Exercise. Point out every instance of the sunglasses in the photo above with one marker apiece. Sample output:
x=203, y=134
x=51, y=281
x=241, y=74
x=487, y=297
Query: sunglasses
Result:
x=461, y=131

════

● What the exercise asks
Rewrite the records, changing each "sunglasses" to "eyeglasses" and keeping everything else the same.

● Exercise result
Exercise. Point out every instance of the eyeglasses in the photo above with one marker apiece. Sample output:
x=203, y=134
x=51, y=281
x=241, y=74
x=487, y=297
Query: eyeglasses
Result:
x=461, y=131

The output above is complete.